# Advise on a managed fund



## LONELY-EURO (3 May 2012)

Hi everyone.
I would like to put 400 euro into a managed fund every month for 15yrs, im am just wondering what would be the best options open to me,what kind of returns could i expect or losses...i was lookin at the foursight family saving plans,does anyone have any eperience with these particular ones,they are claiming to have at least a 6% return over a 15 yr period..thanks for any help with this


----------



## LDFerguson (3 May 2012)

You mention the Foursight plan.  Is this something being offered to you by Cornmarket?  Do a search for Cornmarket on Askaboutmoney.com - they're not known for being competitive on charges.  

Ask them to detail in writing exactly what charges will be levied against your contributions and fund over the fifteen years - both charges per contribution and annual charges on the fund.  Ask them to detail everything - policy fees, bid/offer spreads etc.  Post the reply back here.  For comparison, we have a savings plan available with no charge per contribution, no Government levy (normally 1% on every contribution) and annual management charges from 0.75% to 1.25% depending on the size of the contribution and whether or not you kick the plan off with a lump sum.  

As regards what level of retun you can expect, I'd be concerned to hear this...


> ...they are claiming to have at least a 6% return over a 15 yr period..


 
If a salesperson is promising you at least 6% return over the next 15 years, walk away.  Why?  Because no such guaranteed returns exist at the present time in the Irish savings plan market.  There are plenty of funds out there that have the _*potential*_ to pay a 6% return (and more) after 15 years, but none that guarantee to pay "at least 6%".  

There are many funds to choose from.  In order to recommend a fund or funds that would be suitable for you, we would need to establish your own tolerance for risk, investment experience, understanding of the whole risk/reward relationship etc.  For example, if your tolerance for risk is low, I'd be inclined to suggest you stay away from life insurance company savings plans altogether as better value can be had for the moment on deposit.

## What you should do
Carry on the forum thread about saving in a managed fund, picking up after its last sentence.

Items from a data source:
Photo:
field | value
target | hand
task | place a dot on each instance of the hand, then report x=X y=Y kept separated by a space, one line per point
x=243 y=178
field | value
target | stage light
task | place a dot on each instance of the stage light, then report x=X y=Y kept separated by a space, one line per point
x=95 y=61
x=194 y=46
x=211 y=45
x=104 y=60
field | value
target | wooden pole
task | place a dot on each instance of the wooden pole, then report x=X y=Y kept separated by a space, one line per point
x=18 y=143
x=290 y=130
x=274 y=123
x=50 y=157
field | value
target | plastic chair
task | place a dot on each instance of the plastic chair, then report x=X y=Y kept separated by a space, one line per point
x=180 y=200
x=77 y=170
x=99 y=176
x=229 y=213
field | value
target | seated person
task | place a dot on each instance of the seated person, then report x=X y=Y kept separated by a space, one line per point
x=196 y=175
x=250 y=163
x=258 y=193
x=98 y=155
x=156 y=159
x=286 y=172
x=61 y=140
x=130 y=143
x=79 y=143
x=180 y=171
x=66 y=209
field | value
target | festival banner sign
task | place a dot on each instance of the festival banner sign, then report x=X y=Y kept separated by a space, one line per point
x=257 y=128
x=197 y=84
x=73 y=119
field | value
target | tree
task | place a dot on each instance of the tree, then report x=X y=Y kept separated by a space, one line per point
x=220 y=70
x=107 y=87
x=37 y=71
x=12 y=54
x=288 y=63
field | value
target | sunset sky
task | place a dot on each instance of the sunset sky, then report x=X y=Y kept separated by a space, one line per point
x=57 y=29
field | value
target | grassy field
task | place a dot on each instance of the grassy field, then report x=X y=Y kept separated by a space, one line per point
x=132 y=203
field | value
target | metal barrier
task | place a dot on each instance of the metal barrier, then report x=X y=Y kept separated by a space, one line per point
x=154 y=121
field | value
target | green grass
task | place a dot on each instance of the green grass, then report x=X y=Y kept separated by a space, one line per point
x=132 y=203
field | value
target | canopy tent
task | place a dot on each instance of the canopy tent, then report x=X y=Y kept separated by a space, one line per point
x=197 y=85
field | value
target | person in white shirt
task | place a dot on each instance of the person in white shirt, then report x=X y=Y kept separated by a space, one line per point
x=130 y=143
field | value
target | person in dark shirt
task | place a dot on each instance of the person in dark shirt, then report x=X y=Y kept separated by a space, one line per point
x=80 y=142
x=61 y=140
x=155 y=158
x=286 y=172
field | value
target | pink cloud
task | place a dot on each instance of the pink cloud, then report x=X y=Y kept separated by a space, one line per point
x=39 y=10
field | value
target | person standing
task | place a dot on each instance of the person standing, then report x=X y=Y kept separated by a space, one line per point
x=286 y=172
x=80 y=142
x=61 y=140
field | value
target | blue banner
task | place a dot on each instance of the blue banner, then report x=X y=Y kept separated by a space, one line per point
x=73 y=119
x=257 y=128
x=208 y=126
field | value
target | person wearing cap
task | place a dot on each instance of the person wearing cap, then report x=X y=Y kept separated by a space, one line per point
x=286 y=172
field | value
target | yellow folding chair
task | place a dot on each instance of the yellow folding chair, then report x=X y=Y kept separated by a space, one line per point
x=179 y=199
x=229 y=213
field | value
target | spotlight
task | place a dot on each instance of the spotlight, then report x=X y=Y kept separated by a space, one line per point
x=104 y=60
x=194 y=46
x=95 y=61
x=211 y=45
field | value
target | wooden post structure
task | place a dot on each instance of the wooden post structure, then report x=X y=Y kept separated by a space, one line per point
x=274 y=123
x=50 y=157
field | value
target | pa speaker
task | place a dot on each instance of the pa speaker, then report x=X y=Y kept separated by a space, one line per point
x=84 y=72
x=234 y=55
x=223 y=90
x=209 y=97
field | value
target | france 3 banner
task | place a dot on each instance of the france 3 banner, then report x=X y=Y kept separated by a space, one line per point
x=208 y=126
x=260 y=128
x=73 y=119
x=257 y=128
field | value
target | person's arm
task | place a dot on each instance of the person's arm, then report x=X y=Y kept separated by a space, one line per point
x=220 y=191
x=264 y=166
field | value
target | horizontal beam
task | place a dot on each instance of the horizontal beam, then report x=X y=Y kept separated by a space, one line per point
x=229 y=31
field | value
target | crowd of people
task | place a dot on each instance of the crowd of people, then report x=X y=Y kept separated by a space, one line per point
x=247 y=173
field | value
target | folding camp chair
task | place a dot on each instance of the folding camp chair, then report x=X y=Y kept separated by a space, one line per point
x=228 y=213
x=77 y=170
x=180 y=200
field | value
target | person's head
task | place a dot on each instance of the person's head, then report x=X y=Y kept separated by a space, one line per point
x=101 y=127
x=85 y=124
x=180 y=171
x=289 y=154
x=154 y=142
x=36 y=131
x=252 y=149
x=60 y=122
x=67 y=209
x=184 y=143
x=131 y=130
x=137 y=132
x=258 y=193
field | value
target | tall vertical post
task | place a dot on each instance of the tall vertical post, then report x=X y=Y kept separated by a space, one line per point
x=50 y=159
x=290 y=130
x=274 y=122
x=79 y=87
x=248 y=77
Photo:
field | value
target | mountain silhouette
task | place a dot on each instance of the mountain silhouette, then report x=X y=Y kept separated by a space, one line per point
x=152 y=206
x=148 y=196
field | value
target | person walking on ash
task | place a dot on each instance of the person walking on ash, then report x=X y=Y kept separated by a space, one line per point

## Reply
Liam D. Ferguson


----------



## LONELY-EURO (4 May 2012)

Thanks for your informative reply ld.ferguson..
As for my experience its none existant,im oly a dad and a husband tryin to make the best possible future i can for my family,by saving a bit every month and tryin to get the best return i can,you said in comparison we have a savings plan............could you please tell me more about this.
my risk tolerence is a very high medium and yes it was cornmarket who offered us this as my wife is in public sector


----------



## LDFerguson (9 May 2012)

There are two generic types of regular savings plan - deposit savings and unit-linked savings. The former is a type of bank account with a bank or post office. There's no explicit charge. You get the quoted rate of interest. For example EBS pay 4.1% AER for the first year on their regular saver account and 3.6% in year two. See the Best Buys section here on Askaboutmoney.  Interest is subject to DIRT tax. 

The unit-linked savings plan is a more complicated beast. There are usually charges, which can be a charge on each monthly contribution, a charge on the fund every year and often both. After charges, your savings go into one of the funds that the company offers. In theory, such plans have the potential to provide a better return over the long term than deposits. BUT - like any investment the greater the potential for return, the greater the risk. They might not produce a return greater than deposits and indeed they might drop in value.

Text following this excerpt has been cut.